# Exercise directions:
Print, in exact form, the lines below from the one containing "work: provide the mask of every instance of the dry" through the one containing "target: dry reed stem", and omit all others.

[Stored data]
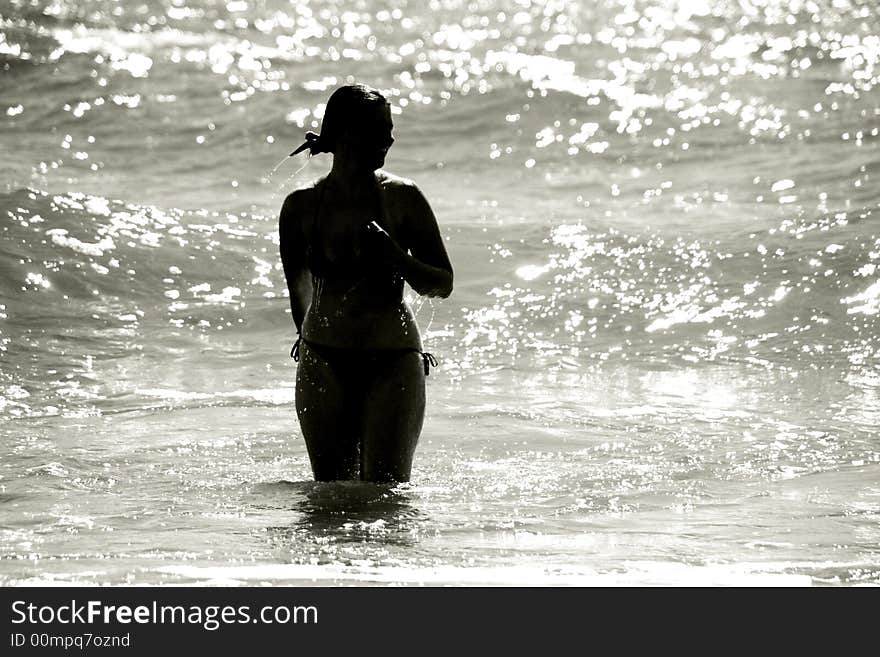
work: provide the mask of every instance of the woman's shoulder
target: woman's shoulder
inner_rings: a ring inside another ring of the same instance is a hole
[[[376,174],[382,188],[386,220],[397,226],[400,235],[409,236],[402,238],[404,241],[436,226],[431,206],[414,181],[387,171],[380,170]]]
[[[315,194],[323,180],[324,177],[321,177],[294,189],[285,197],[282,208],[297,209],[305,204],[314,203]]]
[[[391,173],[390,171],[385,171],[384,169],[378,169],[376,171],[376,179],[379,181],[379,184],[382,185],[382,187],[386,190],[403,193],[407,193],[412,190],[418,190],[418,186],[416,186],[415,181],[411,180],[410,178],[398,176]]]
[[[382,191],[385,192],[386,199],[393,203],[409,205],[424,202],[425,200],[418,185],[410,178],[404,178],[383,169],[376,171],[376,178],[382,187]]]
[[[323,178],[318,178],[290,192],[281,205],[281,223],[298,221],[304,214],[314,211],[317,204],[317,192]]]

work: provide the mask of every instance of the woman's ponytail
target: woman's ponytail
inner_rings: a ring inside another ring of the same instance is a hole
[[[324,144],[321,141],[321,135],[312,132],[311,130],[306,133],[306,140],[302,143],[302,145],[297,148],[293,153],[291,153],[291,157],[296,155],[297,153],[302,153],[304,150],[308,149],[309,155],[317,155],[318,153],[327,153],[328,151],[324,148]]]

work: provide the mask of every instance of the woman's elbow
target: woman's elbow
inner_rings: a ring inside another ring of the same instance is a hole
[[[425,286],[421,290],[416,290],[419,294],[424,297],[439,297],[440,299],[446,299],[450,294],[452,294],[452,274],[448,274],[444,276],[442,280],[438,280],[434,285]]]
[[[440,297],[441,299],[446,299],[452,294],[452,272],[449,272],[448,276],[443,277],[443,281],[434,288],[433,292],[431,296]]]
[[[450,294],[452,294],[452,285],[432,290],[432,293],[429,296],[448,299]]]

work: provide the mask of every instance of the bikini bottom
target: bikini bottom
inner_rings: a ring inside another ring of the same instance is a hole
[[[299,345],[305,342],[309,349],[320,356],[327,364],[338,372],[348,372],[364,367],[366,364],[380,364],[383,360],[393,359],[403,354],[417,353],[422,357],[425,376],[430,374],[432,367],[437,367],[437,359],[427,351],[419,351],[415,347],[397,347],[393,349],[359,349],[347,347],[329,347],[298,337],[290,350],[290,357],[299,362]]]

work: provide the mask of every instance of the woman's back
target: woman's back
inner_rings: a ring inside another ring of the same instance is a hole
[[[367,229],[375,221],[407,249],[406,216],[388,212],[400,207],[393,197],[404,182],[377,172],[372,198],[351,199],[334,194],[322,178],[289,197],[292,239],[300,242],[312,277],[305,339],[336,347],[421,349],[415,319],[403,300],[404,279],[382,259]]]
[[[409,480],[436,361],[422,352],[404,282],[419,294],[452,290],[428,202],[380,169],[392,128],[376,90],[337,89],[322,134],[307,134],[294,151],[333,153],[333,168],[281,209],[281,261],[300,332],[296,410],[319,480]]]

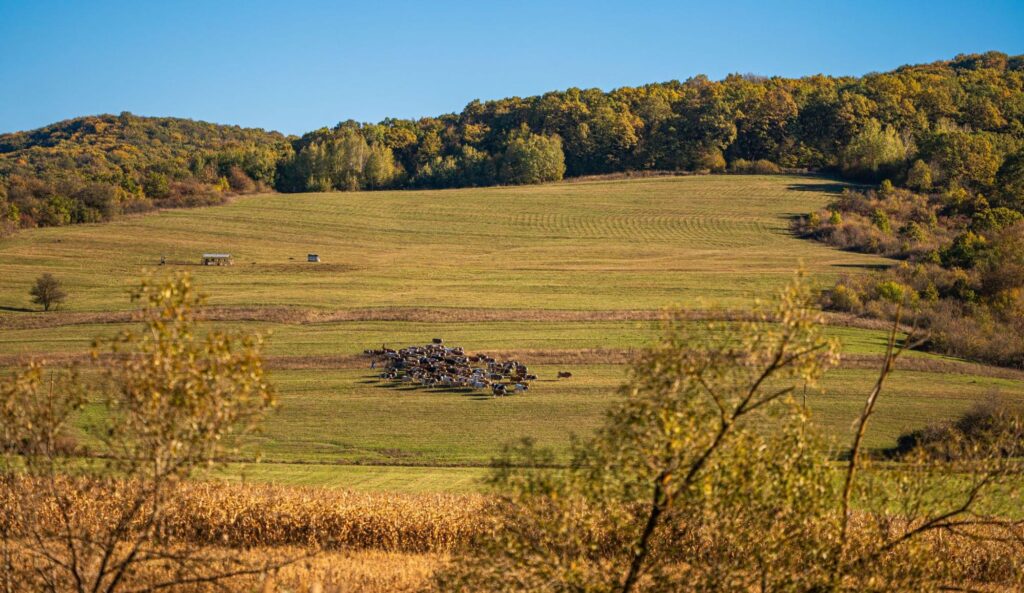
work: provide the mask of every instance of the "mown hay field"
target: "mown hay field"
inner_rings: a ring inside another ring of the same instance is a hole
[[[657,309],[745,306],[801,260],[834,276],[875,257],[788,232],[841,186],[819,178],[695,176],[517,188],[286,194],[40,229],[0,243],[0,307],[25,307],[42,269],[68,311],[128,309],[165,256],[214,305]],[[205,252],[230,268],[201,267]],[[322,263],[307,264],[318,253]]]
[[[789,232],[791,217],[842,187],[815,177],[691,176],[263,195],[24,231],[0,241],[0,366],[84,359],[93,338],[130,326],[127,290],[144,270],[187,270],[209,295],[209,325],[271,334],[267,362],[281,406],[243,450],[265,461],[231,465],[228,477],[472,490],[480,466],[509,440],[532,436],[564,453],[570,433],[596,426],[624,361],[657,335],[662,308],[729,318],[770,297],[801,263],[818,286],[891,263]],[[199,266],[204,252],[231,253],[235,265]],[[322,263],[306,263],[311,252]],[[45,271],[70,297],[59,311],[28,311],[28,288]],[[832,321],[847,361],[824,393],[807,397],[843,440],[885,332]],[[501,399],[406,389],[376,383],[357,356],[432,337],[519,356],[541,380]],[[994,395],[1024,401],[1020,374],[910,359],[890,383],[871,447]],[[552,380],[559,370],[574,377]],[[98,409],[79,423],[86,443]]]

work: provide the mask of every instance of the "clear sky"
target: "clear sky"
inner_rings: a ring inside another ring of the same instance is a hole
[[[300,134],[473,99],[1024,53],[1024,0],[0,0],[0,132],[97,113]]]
--
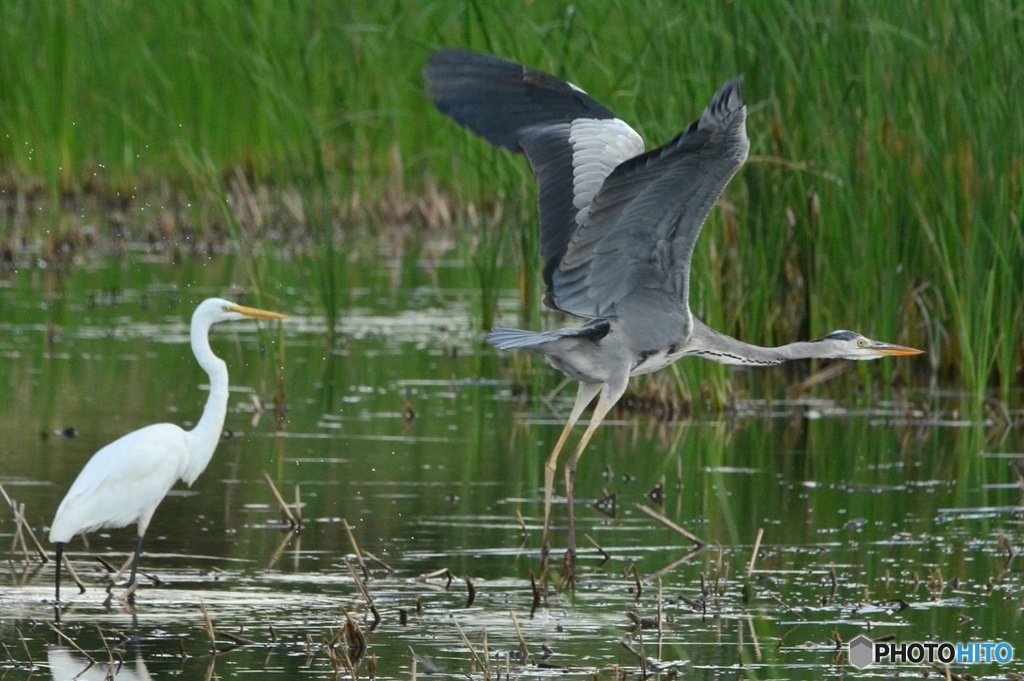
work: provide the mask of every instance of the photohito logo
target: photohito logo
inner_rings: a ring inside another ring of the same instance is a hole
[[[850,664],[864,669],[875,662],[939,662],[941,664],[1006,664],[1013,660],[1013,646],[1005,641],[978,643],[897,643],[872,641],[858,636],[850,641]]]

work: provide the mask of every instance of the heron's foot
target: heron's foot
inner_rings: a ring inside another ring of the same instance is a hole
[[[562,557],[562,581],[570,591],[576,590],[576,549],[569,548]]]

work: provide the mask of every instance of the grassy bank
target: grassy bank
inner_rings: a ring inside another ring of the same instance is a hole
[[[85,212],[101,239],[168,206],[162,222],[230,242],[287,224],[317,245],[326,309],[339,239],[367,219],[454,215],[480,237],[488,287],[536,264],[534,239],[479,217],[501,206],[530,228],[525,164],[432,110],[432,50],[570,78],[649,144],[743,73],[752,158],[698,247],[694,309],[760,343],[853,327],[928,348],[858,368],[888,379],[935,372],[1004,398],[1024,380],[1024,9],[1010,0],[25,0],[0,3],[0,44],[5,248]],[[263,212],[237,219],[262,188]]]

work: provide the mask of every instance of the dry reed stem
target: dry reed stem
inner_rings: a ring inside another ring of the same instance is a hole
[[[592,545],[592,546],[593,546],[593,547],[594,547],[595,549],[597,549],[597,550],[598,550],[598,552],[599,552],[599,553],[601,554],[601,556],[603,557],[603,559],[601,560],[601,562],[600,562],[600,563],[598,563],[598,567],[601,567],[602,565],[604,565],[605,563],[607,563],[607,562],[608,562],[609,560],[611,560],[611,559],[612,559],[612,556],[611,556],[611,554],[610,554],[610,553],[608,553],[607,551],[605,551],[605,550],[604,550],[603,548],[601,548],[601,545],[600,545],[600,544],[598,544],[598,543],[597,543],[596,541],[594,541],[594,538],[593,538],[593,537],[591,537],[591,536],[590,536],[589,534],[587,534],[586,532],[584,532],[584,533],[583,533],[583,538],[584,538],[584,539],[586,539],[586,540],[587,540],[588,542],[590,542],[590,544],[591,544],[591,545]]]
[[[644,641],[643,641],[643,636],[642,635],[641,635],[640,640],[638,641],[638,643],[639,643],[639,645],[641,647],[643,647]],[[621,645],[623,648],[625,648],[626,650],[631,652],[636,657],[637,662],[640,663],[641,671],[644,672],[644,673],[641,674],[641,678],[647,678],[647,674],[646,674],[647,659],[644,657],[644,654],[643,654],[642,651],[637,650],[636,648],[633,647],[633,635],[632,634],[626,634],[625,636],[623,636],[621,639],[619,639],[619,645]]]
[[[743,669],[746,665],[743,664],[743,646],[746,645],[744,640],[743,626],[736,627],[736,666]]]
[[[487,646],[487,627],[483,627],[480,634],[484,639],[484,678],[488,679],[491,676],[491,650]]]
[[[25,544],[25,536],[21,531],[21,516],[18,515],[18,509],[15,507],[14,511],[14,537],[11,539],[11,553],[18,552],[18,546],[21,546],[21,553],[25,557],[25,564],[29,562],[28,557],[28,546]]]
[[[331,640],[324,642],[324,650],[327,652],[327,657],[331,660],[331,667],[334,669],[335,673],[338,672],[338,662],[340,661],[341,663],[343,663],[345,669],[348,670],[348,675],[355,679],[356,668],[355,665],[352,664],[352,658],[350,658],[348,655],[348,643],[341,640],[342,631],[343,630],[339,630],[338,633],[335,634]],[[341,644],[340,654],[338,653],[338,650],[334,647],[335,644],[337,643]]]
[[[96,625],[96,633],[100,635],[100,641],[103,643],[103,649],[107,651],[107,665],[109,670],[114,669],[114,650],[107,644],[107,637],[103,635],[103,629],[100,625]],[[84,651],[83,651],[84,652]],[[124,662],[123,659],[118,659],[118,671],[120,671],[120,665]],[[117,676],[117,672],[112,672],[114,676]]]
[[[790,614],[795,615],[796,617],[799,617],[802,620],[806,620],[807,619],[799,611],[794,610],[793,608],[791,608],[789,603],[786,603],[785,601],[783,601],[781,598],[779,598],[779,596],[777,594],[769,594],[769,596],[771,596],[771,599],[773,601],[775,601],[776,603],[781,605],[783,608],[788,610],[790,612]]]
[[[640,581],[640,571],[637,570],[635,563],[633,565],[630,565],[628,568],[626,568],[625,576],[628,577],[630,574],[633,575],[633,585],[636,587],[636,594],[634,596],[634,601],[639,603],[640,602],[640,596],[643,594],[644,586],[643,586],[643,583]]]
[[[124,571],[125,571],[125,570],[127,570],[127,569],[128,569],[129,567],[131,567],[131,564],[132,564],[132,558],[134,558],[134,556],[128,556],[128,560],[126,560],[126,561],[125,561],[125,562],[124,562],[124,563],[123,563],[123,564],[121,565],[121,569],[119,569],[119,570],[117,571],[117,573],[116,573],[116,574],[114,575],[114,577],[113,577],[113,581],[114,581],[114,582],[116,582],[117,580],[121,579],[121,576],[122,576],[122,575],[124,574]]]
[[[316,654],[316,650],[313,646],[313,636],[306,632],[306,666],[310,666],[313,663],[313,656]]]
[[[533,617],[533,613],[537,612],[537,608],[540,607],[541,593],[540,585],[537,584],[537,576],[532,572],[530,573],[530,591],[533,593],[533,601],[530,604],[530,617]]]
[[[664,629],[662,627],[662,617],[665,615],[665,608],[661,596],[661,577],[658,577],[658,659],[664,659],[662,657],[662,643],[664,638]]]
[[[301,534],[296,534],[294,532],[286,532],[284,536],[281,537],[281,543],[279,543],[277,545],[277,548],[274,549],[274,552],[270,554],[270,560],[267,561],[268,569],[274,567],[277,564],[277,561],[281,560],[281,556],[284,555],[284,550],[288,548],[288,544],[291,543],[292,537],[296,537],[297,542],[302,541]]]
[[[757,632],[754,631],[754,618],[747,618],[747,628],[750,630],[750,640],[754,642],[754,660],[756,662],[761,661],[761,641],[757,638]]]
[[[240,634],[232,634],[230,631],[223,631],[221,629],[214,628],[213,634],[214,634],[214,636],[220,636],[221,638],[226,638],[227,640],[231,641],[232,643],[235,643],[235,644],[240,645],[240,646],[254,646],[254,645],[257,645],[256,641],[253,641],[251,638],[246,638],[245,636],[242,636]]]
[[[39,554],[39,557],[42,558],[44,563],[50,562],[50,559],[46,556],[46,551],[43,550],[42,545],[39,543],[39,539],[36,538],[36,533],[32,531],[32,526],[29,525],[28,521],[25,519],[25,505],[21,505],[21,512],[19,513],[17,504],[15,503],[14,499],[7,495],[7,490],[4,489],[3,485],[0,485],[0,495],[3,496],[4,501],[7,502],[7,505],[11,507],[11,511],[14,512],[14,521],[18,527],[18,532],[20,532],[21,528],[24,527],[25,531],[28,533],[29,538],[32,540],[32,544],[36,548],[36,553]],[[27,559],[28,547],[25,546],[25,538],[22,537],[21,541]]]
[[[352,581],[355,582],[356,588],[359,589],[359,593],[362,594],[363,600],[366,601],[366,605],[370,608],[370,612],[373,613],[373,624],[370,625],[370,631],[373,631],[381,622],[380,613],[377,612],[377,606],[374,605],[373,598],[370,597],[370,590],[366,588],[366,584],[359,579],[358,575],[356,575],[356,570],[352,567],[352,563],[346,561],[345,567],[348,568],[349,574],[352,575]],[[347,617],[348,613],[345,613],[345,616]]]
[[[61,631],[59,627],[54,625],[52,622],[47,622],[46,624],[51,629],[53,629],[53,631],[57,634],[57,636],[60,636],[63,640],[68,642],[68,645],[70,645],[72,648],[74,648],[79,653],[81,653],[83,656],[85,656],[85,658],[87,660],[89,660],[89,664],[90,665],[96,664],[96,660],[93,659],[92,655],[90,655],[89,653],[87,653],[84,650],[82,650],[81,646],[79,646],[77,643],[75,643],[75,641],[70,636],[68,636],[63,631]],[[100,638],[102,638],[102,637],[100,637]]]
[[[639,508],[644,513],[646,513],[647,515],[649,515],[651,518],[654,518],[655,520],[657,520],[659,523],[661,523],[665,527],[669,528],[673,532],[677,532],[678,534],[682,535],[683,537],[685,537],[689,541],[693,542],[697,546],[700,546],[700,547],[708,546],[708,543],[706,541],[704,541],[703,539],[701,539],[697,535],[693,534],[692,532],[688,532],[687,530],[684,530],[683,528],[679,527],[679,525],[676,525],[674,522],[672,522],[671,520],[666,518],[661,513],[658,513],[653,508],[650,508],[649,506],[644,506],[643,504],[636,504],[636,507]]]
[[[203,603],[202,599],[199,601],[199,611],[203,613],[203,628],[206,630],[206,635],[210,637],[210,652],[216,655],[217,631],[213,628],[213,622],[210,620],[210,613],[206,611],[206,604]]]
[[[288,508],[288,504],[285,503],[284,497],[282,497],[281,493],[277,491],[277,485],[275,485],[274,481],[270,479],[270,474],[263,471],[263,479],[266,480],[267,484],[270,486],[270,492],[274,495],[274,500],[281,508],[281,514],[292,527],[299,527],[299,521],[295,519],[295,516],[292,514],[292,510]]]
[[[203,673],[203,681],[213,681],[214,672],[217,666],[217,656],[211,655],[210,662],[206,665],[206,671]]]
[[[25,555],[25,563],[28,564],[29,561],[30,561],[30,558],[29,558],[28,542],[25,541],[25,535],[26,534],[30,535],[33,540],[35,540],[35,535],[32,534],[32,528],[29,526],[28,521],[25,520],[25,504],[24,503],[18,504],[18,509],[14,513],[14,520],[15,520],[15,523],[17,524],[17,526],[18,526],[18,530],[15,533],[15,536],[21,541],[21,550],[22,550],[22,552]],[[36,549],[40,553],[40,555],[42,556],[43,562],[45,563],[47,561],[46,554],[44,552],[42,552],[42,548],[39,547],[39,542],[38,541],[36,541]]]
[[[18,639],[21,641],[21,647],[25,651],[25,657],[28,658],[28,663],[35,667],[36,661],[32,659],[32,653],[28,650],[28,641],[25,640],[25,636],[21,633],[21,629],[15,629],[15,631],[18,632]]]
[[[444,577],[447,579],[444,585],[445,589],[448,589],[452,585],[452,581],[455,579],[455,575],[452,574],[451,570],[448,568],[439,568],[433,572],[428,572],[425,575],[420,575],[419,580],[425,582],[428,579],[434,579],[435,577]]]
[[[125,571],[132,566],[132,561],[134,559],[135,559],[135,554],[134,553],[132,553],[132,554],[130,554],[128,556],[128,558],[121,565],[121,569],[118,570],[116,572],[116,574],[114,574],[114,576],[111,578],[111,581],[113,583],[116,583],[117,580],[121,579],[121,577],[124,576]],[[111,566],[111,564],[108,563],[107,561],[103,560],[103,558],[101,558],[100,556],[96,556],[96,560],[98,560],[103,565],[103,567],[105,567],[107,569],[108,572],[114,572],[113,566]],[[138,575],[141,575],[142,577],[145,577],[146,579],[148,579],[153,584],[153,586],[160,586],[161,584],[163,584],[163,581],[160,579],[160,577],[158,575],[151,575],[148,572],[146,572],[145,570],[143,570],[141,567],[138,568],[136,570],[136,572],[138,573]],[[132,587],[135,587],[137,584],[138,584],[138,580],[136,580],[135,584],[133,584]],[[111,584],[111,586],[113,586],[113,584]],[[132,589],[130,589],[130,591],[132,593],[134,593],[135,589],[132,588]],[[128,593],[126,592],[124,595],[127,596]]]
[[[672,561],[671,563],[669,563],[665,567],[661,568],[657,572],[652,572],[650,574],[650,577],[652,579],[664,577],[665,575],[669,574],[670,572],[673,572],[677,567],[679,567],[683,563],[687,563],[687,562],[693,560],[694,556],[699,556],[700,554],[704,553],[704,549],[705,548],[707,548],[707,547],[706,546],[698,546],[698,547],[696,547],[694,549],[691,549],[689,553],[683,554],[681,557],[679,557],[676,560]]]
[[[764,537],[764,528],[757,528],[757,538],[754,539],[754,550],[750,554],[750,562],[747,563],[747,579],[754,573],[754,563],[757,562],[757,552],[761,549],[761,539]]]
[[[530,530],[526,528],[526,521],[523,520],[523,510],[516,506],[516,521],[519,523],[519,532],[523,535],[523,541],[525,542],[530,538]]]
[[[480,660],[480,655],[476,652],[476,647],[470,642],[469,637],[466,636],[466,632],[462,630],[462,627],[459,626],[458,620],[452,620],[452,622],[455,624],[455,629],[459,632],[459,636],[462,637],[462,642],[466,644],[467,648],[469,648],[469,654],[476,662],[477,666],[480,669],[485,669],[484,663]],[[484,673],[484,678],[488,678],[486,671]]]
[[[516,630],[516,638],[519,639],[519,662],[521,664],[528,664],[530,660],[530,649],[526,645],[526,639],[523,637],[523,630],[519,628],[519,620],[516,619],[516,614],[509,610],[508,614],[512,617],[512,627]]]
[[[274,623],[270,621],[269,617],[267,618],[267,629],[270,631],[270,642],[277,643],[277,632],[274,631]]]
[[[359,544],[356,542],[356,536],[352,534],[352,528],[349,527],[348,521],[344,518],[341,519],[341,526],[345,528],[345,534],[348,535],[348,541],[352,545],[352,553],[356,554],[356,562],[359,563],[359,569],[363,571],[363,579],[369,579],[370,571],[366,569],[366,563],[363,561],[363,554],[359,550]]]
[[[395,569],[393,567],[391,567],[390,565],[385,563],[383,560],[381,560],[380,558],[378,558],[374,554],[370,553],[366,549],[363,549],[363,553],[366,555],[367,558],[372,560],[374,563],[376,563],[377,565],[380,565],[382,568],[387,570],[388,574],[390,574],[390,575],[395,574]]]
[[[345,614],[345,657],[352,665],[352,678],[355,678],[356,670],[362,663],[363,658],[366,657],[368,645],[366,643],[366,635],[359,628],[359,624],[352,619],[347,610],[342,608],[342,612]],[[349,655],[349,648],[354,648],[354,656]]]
...
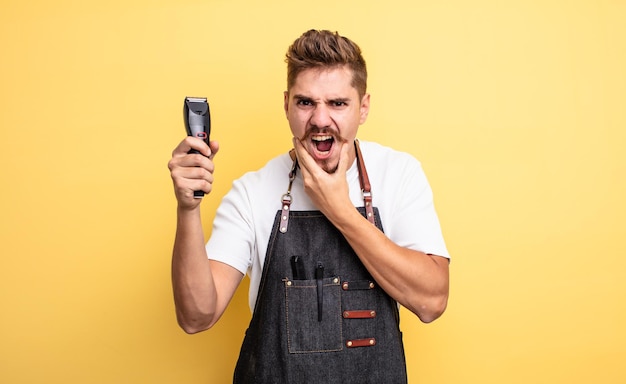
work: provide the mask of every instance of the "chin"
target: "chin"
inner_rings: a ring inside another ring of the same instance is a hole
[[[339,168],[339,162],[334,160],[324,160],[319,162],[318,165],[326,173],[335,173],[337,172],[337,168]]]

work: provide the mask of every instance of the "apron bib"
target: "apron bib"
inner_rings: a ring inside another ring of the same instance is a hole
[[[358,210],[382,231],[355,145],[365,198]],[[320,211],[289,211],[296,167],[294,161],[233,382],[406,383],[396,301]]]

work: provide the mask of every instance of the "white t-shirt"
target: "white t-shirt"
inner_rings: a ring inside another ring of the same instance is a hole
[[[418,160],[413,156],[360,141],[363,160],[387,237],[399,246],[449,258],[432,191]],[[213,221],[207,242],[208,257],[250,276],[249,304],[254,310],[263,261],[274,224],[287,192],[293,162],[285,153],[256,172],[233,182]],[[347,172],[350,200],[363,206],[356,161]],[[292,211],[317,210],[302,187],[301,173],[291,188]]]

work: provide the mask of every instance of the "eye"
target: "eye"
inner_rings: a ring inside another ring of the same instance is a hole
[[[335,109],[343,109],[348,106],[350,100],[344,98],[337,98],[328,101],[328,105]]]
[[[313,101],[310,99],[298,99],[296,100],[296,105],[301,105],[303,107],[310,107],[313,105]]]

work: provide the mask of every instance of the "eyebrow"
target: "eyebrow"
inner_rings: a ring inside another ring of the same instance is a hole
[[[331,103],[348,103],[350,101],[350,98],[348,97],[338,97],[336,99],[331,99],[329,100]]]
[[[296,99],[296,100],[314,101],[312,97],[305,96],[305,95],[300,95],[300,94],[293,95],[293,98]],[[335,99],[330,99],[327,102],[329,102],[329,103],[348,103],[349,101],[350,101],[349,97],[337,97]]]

# Exercise response:
work: provide the mask of every instance of the dry reed stem
target: dry reed stem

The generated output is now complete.